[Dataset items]

☆ ☆ ☆ ☆

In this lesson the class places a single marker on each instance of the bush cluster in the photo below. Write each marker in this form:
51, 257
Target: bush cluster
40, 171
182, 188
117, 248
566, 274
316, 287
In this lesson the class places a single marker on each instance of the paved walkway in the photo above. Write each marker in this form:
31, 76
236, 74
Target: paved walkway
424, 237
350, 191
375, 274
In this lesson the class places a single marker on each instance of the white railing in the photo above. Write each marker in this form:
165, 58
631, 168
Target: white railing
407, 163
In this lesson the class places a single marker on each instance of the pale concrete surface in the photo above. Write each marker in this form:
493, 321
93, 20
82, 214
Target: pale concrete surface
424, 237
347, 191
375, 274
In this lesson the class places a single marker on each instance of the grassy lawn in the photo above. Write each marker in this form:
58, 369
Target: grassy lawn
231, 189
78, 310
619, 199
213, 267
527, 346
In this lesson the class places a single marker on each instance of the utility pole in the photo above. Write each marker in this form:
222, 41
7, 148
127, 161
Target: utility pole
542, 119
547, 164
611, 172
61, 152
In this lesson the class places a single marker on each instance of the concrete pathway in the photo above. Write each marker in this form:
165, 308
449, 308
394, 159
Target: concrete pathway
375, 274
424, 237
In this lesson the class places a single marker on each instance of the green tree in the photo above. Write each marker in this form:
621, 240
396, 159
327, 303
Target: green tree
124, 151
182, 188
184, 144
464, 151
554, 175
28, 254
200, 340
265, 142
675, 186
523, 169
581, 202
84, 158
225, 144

☆ ☆ ☆ ☆

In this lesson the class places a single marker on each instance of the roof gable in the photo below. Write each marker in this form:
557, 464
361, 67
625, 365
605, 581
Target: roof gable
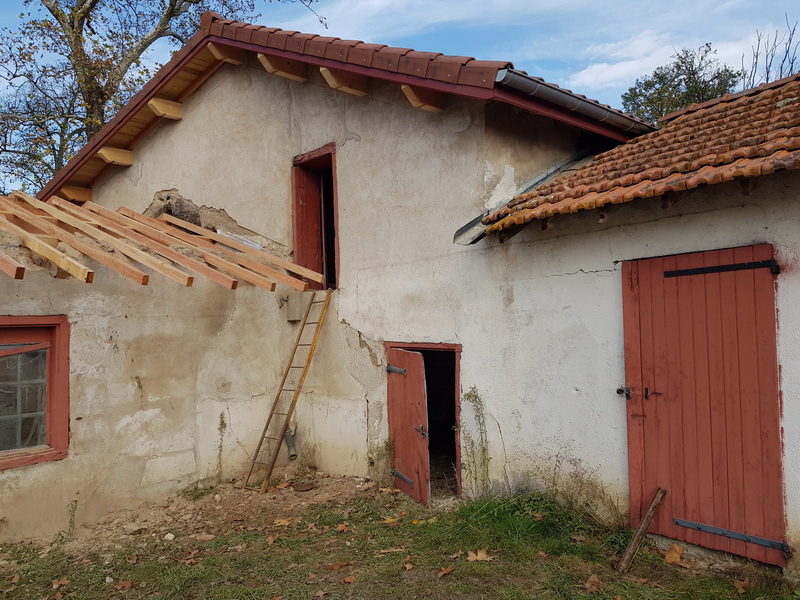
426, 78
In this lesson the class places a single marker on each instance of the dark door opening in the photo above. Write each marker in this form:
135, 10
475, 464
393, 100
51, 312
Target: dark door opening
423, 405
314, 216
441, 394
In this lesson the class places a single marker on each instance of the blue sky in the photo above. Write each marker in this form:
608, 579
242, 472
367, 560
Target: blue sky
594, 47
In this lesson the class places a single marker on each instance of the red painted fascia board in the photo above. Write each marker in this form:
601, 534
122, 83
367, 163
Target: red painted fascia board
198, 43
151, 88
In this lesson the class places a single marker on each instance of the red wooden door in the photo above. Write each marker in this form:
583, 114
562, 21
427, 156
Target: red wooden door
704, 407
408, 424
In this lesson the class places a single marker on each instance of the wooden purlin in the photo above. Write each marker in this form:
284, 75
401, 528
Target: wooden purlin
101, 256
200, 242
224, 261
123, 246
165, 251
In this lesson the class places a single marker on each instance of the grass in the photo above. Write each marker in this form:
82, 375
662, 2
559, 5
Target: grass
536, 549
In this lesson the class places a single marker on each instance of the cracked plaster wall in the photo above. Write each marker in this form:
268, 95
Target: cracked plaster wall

☆ ☆ ☆ ☆

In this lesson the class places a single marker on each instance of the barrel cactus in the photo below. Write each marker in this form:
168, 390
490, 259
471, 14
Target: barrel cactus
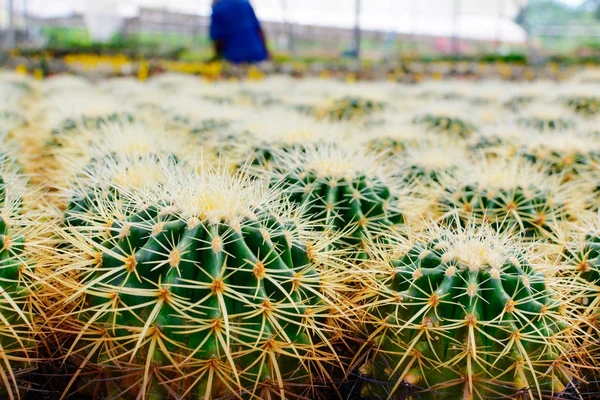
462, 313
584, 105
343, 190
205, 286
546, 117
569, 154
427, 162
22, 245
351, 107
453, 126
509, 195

☆ ☆ ☆ ☆

■ Task description ■
Rewrite the records, beginning at the line that has "of the dark" and stopping after the line that has "Target: cracked plaster wall", with "lesson" replaced by "session" and nothing else changed. Give only those lines.

■ Full output ■
In this session the class places a single marker on each instance of the dark door opening in the photo above. Write each marker in this form:
135, 10
475, 464
393, 100
51, 312
Target: dark door opening
423, 405
314, 216
441, 394
In this session the class places a single marker on each instance of the blue sky in the photo above. Write each marker in this form:
608, 579
242, 472
367, 560
Target: blue sky
594, 47
In this session the class places a single marker on each instance of the red painted fascia board in the photo above. Write each marker in this form:
601, 534
122, 83
367, 163
Target: red painted fascia board
198, 43
151, 88
In this session the class places a single marker on each instance of the red wooden door in the photo above. Write each marker in this form:
583, 114
562, 21
427, 156
Target: red wooden door
704, 407
408, 424
In this session the class places a single marker on each instance of the wooden purlin in the photo above. Write each marker in this form:
284, 75
401, 528
Target: wooden purlin
101, 256
200, 242
224, 261
123, 246
165, 251
In this session the class places a single marker on each instance of the grass in the photo above. Write each marker in this form:
82, 375
662, 2
559, 5
Target: grass
536, 549
In this session the class places a single marker on each instance of the cracked plaster wall in the photo above. Write each marker in this form:
268, 95
Target: cracked plaster wall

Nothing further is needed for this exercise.